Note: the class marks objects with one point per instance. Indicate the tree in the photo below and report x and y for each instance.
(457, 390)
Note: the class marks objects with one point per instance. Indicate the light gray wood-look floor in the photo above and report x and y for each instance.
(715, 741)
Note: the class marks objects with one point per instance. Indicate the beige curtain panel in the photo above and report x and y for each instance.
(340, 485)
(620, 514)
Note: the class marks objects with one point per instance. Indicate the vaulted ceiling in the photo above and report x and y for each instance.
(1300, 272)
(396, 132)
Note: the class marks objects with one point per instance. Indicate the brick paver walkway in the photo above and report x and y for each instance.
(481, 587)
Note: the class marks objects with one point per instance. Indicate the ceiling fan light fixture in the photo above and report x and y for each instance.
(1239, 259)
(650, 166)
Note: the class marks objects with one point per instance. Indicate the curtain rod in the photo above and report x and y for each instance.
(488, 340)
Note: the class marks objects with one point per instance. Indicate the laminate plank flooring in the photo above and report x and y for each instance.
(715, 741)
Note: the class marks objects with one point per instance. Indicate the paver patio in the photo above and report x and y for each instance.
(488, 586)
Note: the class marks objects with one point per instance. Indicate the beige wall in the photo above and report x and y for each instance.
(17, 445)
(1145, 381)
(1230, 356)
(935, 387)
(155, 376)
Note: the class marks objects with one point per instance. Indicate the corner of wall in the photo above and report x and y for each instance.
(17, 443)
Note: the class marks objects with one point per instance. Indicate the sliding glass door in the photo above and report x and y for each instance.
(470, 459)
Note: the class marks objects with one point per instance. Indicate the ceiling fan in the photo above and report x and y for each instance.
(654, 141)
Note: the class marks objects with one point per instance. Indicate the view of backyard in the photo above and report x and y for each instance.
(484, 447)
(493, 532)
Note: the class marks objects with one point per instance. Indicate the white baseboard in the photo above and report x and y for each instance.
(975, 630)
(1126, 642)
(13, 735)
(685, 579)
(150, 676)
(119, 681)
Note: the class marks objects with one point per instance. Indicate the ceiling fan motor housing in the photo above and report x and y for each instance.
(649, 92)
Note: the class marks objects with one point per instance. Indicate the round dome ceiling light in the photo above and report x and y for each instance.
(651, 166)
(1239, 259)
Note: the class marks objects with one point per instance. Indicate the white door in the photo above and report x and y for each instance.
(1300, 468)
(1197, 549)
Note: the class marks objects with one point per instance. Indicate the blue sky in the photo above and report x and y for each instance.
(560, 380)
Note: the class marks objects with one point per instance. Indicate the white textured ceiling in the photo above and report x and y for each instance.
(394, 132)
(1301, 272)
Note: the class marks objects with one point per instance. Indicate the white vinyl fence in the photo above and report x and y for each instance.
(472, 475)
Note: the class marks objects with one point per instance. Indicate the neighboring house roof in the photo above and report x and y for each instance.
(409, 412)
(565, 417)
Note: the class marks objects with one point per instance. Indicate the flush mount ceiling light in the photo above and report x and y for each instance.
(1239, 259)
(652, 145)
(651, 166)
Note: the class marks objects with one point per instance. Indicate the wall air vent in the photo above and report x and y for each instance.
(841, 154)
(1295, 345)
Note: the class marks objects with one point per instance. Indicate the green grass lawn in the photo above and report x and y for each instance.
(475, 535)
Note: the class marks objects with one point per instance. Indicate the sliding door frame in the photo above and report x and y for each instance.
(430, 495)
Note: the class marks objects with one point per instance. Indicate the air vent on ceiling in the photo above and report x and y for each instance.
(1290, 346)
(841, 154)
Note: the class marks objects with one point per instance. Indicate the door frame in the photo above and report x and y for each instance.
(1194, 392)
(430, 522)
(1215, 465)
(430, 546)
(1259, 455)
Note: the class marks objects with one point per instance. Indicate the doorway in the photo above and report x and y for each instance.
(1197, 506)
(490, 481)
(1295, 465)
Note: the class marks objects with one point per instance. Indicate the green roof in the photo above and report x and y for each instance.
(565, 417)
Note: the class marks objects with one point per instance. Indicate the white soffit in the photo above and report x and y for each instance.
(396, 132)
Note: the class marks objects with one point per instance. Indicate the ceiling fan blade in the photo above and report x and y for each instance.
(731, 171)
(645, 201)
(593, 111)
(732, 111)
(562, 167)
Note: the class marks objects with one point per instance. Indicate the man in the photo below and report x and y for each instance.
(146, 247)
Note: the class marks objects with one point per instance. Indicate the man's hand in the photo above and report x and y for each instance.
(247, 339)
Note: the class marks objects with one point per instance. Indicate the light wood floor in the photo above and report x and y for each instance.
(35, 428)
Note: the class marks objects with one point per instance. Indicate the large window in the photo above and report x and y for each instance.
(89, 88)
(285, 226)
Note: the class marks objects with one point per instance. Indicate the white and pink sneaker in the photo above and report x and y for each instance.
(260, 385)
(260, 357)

============================================================

Restate word for word the lines from the one holding "the green roof" to the end of the listing, both ends included, and nothing more.

RESPONSE
Note: the class marks objects with one point per instance. Indicate the green roof in the photo above and report x and y for each instance.
(565, 417)
Note: the class marks objects with one point per instance. Indicate the white soffit in the photo above and report x and y for each instance.
(396, 132)
Note: the class marks objects with one point per instance. Indicate the ceiling fan blade in the photo above and report x and y for each instance.
(731, 171)
(645, 201)
(593, 111)
(732, 111)
(562, 167)
Note: the class marks objects with one point per instance. Indicate the man in the photo below and report x and y for each instance.
(146, 247)
Note: the class marks objects with one point per instance. Indicate the man's hand in the photo above and report x and y for each instance.
(247, 339)
Note: the class marks objects with one point per instance. Indicate the light wood floor in the photo above and report x and y for each instance.
(35, 428)
Note: the class marks objects with one point per instance. Indicate the large window in the photo above and report x and y for each instance.
(89, 88)
(285, 226)
Note: the class marks objects with one point per instance. Indicate the white and pink sneaker in the photo above and report x and y for each instance.
(260, 385)
(260, 357)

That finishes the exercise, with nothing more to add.